Supplied records ▸
§
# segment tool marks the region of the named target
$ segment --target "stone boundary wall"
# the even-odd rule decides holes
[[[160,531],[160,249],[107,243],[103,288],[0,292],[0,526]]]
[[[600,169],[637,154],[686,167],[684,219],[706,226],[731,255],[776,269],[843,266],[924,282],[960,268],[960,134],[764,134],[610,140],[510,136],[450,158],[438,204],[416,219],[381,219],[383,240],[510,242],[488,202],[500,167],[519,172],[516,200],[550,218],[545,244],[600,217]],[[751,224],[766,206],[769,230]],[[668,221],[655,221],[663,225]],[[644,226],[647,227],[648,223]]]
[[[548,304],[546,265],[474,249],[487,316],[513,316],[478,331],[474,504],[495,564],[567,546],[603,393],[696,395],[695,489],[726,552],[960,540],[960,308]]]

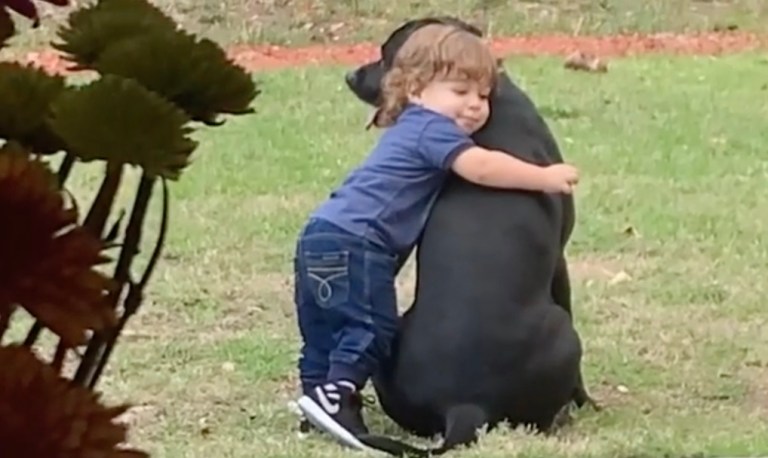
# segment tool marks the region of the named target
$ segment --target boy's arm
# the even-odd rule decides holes
[[[578,173],[570,165],[541,167],[479,146],[463,150],[451,168],[468,181],[494,188],[570,192],[578,181]]]
[[[418,149],[433,166],[452,169],[482,186],[570,193],[578,181],[578,173],[570,165],[540,167],[481,148],[447,117],[435,117],[427,123],[421,131]]]

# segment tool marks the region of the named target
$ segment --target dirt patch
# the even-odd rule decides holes
[[[747,32],[701,34],[659,33],[614,36],[516,36],[495,37],[490,45],[499,57],[510,55],[567,56],[583,51],[600,57],[620,57],[645,53],[718,55],[763,49],[768,37]],[[298,67],[312,64],[357,65],[379,56],[376,43],[330,44],[305,47],[276,45],[237,45],[229,56],[249,71]],[[51,50],[40,50],[16,57],[52,72],[65,74],[68,64]]]
[[[225,330],[250,329],[254,322],[277,326],[294,312],[292,274],[259,273],[230,286],[223,296]]]
[[[743,370],[747,381],[745,405],[760,418],[768,419],[768,361],[750,361]]]
[[[153,404],[134,405],[118,418],[118,422],[130,427],[140,427],[147,423],[161,420],[164,413],[159,406]]]
[[[140,342],[167,338],[179,331],[179,324],[174,318],[171,310],[162,307],[152,296],[147,296],[139,312],[131,317],[123,329],[120,340]]]
[[[569,260],[568,273],[572,282],[612,281],[624,273],[624,263],[618,259],[585,256]]]

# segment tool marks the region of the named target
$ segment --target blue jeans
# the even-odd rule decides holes
[[[310,219],[294,258],[294,301],[303,339],[304,393],[347,380],[362,389],[390,356],[399,317],[395,254],[321,219]]]

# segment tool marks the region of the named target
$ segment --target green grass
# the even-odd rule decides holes
[[[568,253],[584,373],[606,410],[558,437],[502,429],[453,456],[768,451],[766,64],[657,56],[594,75],[507,61],[582,172]],[[377,135],[342,70],[257,75],[257,114],[201,133],[172,186],[165,259],[101,385],[140,406],[132,443],[155,457],[356,456],[299,439],[288,408],[292,243]],[[76,170],[88,196],[93,175]],[[377,407],[367,415],[401,434]]]
[[[711,31],[765,32],[763,0],[152,0],[187,30],[220,42],[344,43],[381,40],[405,19],[452,14],[491,35],[615,34]],[[42,2],[41,2],[42,3]],[[66,8],[42,4],[44,26],[17,43],[44,46]]]
[[[489,33],[616,33],[712,30],[738,26],[765,30],[768,6],[760,0],[225,0],[157,1],[201,33],[225,40],[281,44],[380,39],[404,19],[455,14]],[[195,18],[193,20],[193,18]],[[243,18],[247,18],[243,20]]]

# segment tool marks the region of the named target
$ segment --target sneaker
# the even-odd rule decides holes
[[[302,396],[298,404],[307,420],[317,428],[347,447],[368,450],[356,437],[367,434],[368,428],[361,412],[362,398],[355,390],[343,383],[327,383]]]

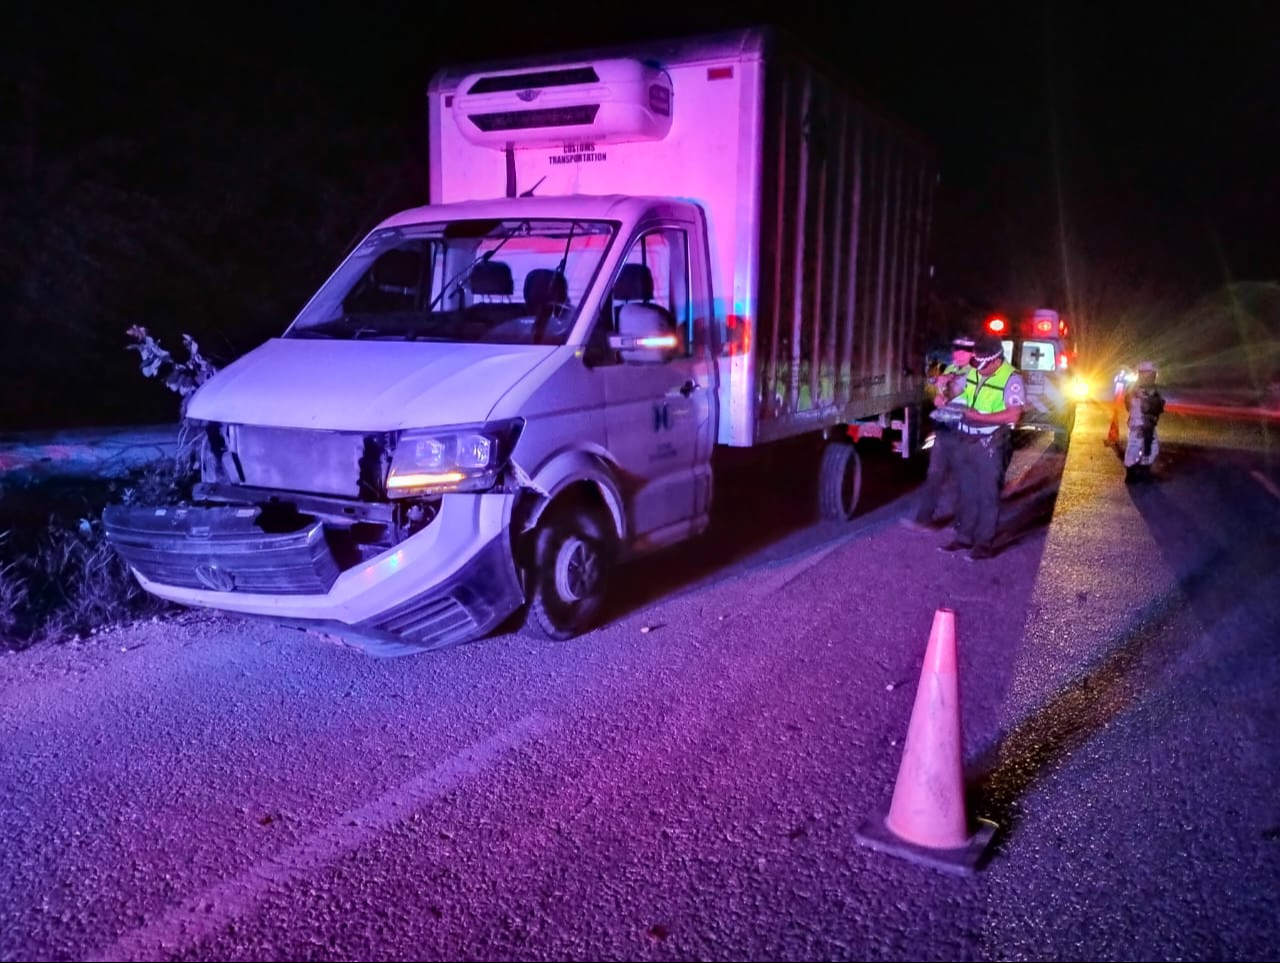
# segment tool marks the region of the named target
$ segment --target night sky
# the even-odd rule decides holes
[[[816,4],[694,6],[5,5],[0,427],[84,420],[51,370],[137,381],[129,324],[223,360],[280,330],[355,237],[425,199],[437,65],[760,22],[938,144],[941,297],[1075,299],[1101,329],[1138,292],[1280,274],[1280,15],[1262,3],[852,4],[838,24]],[[169,403],[152,388],[103,388],[100,417]]]

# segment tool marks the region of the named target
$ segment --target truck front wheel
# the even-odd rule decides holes
[[[533,538],[527,626],[557,641],[593,628],[614,558],[609,526],[581,505],[553,505]]]

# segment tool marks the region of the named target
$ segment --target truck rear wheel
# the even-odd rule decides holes
[[[846,441],[829,441],[818,474],[818,505],[823,518],[847,522],[862,497],[862,458]]]
[[[604,608],[614,538],[599,514],[552,506],[534,533],[526,626],[563,641],[595,626]]]

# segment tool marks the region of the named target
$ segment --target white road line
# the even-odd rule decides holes
[[[410,813],[478,775],[503,753],[549,728],[550,720],[545,716],[539,713],[525,716],[416,779],[346,813],[283,852],[255,863],[239,876],[184,900],[87,959],[172,959],[183,947],[253,910],[268,891],[282,889],[358,849]]]
[[[1280,501],[1280,487],[1277,487],[1275,482],[1262,474],[1262,472],[1258,471],[1256,468],[1249,472],[1249,474],[1254,477],[1254,480],[1257,481],[1259,485],[1271,493],[1272,498],[1276,501]]]

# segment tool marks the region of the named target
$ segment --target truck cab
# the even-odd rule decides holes
[[[117,513],[117,543],[189,604],[444,644],[527,597],[581,631],[613,562],[707,526],[706,252],[660,198],[398,214],[193,398],[204,507]]]

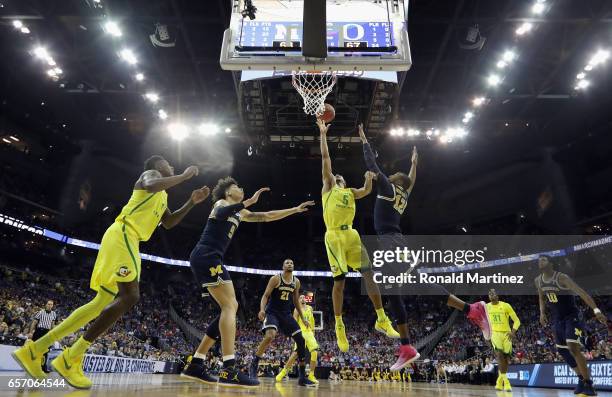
§
What you have to do ▸ Check the entries above for the word "truck" and copy every line where it turns up.

Answer to the problem ▸
$ segment --target truck front wheel
$ segment --target truck rear wheel
$ segment --target truck cab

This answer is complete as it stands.